> **PASSAGE**
--

In 2002, Romberg told SI about meeting Kehoe at a camp in his hometown. "It was a gloomy day, and there was this stumpy guy with a tan," Romberg said. "Every time he walked by me, he'd whisper, 'Miami.'"
To Kehoe, that was the ultimate recruiting pitch. Miami. A "U" on the helmet. Who needed more?
By the end of 2005, Kehoe had all he ever wanted. He had Diona. He had Madison. He had Jake, whose 2004 birth he had to rush from practice to attend. He had Miami.
Then, just like that, Miami was gone.
"I thought maybe I didn't spend 27 years there," Kehoe said. "It's like you're lost out at sea."
Coker had become convinced he needed to shake up his staff to improve chemistry. Kehoe, offensive coordinator Dan Werner, running backs coach Don Soldinger and linebackers coach Vernon Hargreaves were fired two days after the Hurricanes' 40-3 loss to LSU in the Peach Bowl. Miami had lost by more than a touchdown only once in the previous five seasons. From 2001-05, the Hurricanes went 53-9. In the five seasons since, they've gone 35-29.

--

Stored data:
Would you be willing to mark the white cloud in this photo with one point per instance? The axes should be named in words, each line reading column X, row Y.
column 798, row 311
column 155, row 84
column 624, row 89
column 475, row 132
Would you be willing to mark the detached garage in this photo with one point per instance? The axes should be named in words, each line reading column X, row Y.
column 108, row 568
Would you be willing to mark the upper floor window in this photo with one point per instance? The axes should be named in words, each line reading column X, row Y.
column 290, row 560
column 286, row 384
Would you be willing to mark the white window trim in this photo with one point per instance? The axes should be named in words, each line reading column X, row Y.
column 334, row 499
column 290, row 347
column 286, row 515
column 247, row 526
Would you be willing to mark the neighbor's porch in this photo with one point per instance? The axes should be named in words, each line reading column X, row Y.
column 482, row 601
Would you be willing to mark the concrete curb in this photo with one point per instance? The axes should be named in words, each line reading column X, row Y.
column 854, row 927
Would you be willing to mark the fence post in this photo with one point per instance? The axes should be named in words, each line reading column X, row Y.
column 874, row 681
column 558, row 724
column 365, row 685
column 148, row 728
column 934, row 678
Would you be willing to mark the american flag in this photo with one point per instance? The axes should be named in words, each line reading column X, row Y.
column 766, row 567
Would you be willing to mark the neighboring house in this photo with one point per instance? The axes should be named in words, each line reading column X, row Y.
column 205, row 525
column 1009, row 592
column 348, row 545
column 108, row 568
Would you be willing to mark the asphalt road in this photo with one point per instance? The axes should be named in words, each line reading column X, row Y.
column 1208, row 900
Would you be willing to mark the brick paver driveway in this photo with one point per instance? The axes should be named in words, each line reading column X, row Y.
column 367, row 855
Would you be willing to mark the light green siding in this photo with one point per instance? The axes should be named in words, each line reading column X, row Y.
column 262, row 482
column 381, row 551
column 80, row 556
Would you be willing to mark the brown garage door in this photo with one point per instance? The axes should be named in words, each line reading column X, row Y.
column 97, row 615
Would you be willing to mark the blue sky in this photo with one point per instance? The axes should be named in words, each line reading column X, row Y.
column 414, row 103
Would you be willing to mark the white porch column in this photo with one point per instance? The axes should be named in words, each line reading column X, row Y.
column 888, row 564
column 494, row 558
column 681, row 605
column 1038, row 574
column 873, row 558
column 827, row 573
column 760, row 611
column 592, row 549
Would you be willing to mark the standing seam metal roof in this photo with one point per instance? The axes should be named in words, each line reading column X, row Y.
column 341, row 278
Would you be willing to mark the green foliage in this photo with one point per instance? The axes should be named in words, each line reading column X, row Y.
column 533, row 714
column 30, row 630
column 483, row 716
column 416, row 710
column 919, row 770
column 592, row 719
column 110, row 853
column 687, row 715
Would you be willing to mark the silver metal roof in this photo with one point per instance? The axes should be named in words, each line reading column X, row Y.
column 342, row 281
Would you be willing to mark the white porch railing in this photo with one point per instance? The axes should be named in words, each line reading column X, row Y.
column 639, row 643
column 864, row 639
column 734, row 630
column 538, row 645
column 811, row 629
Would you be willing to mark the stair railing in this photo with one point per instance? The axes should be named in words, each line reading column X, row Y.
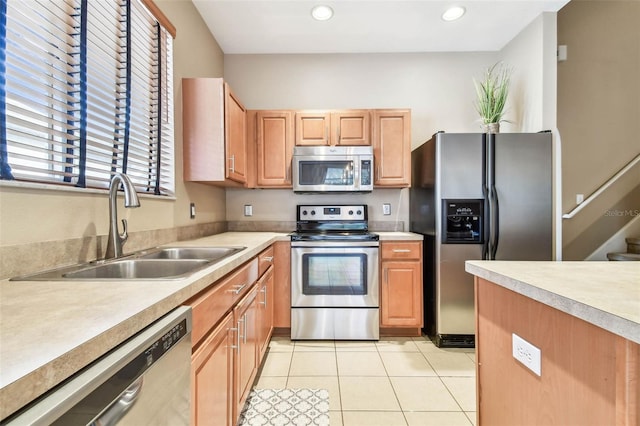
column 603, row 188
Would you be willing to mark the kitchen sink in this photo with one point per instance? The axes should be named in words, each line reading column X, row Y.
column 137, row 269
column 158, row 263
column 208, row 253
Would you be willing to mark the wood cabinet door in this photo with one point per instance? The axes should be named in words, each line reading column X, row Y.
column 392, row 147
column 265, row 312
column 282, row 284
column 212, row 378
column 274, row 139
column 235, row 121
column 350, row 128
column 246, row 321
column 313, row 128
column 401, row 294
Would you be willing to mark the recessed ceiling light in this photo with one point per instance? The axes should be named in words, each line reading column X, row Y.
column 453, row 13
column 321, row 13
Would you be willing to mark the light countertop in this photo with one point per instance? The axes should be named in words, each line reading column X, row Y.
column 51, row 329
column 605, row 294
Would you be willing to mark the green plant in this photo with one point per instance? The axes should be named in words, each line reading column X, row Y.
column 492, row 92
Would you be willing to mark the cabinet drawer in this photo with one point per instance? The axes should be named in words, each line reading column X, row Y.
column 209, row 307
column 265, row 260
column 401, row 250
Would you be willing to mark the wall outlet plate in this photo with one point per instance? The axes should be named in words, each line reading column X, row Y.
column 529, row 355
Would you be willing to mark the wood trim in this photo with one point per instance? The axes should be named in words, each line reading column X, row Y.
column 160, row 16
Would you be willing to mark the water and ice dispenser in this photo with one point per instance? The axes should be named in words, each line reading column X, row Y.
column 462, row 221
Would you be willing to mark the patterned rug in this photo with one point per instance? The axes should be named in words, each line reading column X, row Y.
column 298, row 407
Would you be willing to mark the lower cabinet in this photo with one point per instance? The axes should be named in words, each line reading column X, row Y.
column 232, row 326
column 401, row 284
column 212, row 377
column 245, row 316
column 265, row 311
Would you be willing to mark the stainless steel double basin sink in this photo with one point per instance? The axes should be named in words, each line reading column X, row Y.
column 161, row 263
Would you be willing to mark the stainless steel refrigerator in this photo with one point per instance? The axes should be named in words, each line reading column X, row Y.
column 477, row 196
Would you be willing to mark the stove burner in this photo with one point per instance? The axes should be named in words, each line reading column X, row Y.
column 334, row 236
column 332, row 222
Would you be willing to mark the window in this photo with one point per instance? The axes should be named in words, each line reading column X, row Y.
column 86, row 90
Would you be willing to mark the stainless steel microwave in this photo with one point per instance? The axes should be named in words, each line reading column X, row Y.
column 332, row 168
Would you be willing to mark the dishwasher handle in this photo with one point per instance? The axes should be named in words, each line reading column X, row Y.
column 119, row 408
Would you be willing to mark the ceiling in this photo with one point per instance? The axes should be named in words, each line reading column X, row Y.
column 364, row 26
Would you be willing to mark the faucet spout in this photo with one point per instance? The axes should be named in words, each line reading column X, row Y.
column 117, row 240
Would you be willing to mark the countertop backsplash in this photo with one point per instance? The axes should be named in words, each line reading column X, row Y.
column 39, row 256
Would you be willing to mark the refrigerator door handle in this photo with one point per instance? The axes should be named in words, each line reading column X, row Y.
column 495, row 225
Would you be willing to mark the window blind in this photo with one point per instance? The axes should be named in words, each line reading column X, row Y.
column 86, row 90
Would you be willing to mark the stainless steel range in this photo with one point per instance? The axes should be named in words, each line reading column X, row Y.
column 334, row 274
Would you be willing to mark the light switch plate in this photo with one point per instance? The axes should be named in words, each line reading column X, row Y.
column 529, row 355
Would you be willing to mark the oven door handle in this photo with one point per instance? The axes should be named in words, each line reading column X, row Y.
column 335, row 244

--

> **EXERCISE DETAILS**
Answer these questions using the passage above about Kehoe and Miami:
1. What word did Kehoe whisper each time he walked by Romberg at the camp?
2. In what year was Jake born?
3. What was the final score of the Hurricanes' Peach Bowl loss to LSU?

> **WRITTEN ANSWER**
1. Miami
2. 2004
3. 40-3